**Aim of the exercise:** When you transcribe the records that follow, reproduce each line exactly as given.

[Stored data entries]
*****

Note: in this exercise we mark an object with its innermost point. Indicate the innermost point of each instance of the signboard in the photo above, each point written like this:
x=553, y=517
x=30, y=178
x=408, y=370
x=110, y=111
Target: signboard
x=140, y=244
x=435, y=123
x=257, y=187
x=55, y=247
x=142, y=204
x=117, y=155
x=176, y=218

*****

**Task solution:**
Note: in this exercise we mark an object with its innermost point. Indicate the innermost point of each instance of the signboard in the photo above, each point written like this:
x=553, y=517
x=30, y=178
x=408, y=370
x=110, y=111
Target: signboard
x=140, y=244
x=435, y=123
x=257, y=187
x=55, y=247
x=142, y=204
x=117, y=155
x=176, y=218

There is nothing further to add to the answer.